▶ Text segment
╭──

Learning from Safety – Concepts (1)
If you follow me on Twitter, you’ll have seen that I’ve recently been doing a lot of reading on Safety and how the practices have been evolving in the past 30 years. There are 3 authors in particular that I’m finding fascinating, Erik Hollnagel, Sidney Dekker and Nancy Leveson.
This post will mostly rely on work by Hollnagel, as will this series of blog posts. We’ll be exploring what Hollnagel refers to as Safety-I and Safety-II and how we can apply many of these ideas to our Cyber Security practices. I have no doubts that you’ll find many similarities and that you’ll find, as I did, that in overall approaches and literature the Cyber security discipline is circa 30 years behind from many of the developments in Safety, and that there’s a LOT we can learn from it.
In this blog post, we’ll focus on some concepts that are useful for the discussion I’ll attempt to start in the next 3-4 blog posts about this subject.
I’ll start off by quoting Hollnagel:
What we mean in general by ‘being safe’ is that the outcome of whatever is being done will be as expected. In other words, that things will go right, that the actions or activities we undertake will meet with success. But strangely enough, this is now how we assess or measure safety– Hollnagel
This is a true paradigm shift, both in Safety and in Cyber Security, as we tend to look at how ‘secure’ we are (and I’ll leave the issue of asking 100 people what secure means and we’ll certainly get at least 90 different versions which is a problem in itself) by the absence of incidents, breaches or clear indications of vulnerabilities or known weaknesses. Furthermore, this is compounded by the fact too many security professionals have no idea on “what it takes to get the job done” from the point of view of our Engineering teams or even business teams for that matter, and this leads to a failure to appreciate what goes right, namely what happens when it goes right. And as such, our security programme management approaches are also a reflection of this, in that we focus on preventing or avoiding things from going wrong, not necessarily to support the organisation in making operations go right. This may look like a subtle difference, but I hope to make a clear case that it isn’t and it’s a huge insight.

╰──

▶ Dataset excerpt

╭──

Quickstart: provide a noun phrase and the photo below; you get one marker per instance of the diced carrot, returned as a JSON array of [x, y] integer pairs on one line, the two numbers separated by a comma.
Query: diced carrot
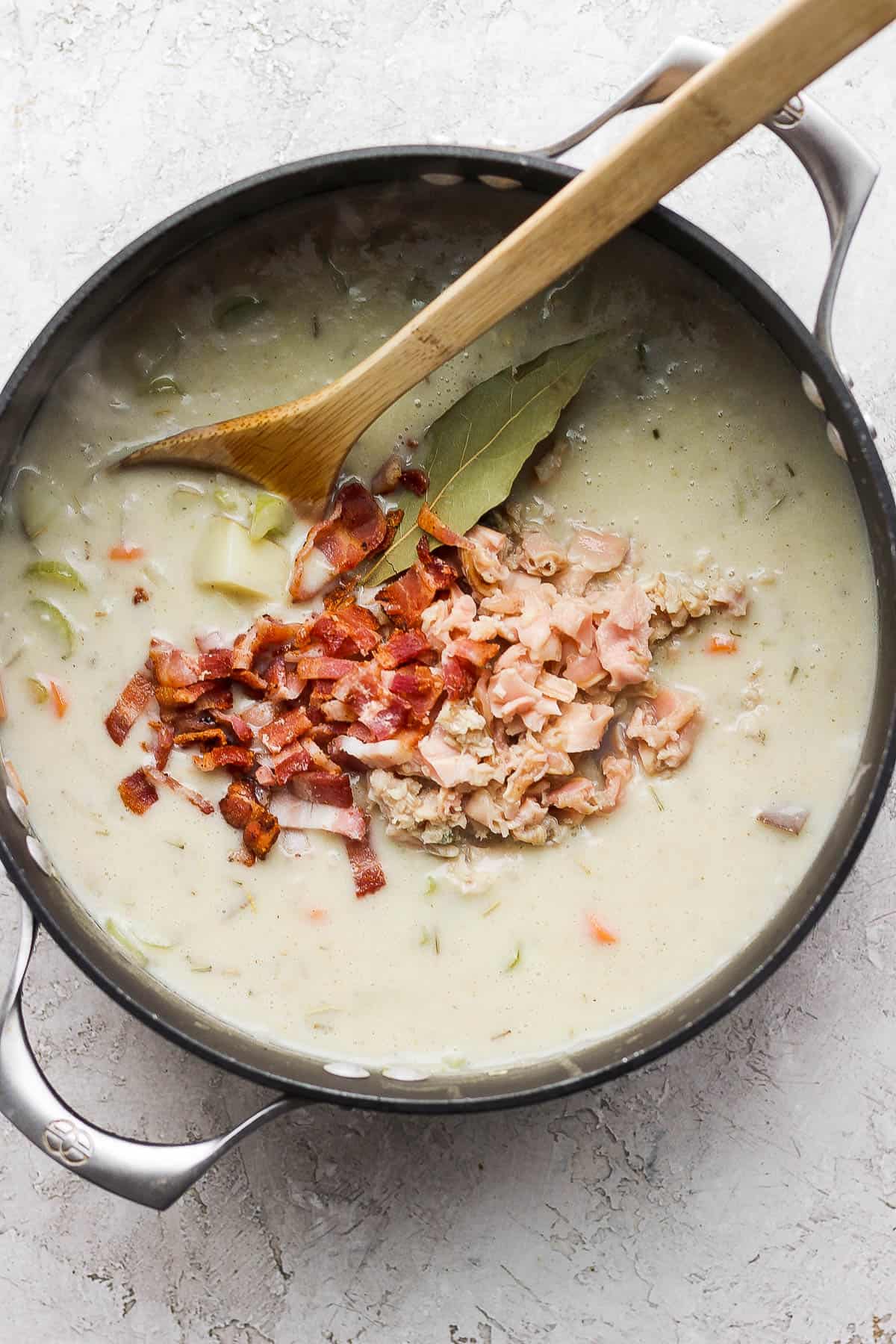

╰──

▶ Task instructions
(A) In the blog post on learning from safety above, which three authors does the writer say they find fascinating?
(B) Carry the blog post on learning from safety forward from its last paragraph.

▶ Answers for the tasks
(A) Erik Hollnagel, Sidney Dekker and Nancy Leveson.

(B)
On feeling secure
One of the main reasons for the dominant interpretation of safety as the absence of harm is that humans, individually and collectively, have a practical need to be free from harm as well as a psychological need to feel free from harm
But we also need to feel free from harm because a constant preoccupation or concern with what might go wrong is psychologically harmful – in addition to the fact that it prevents us from focusing on the activities at hand
This has great implications to Information Security as well, and something we often neglect. When our company’s engineers are writing app and infrastructure code, a constant preoccupation with security would prevent them from focusing on the task at hand. Yes, they shouldn’t neglect security and needs to be integral to the work they do, butt having a constant preoccupation with it detracts them from focusing on their craft and we can’t realistically expect everyone to be a security expert due to cognitive load considerations. Their jobs are already hard as they are, without adding 100s of lines of security requirements on top.
This hints that we should be focusing on providing easy methodologies to identify and treat vulnerabilities (lightweight threat modelling) coupled with easy to consume capabilities (such as libraries or integrated tools in pipelines) so they can keep focusing on what their job actually is.
But another problem posed by “understanding what goes right” is the fair question of “how can we focus on what does not happen?” or how and why would we focus on what we currently pay no attention to, when we already have a day job trying to prevent bad stuff ? or phrased differently “how do we count or event notice a non-event?”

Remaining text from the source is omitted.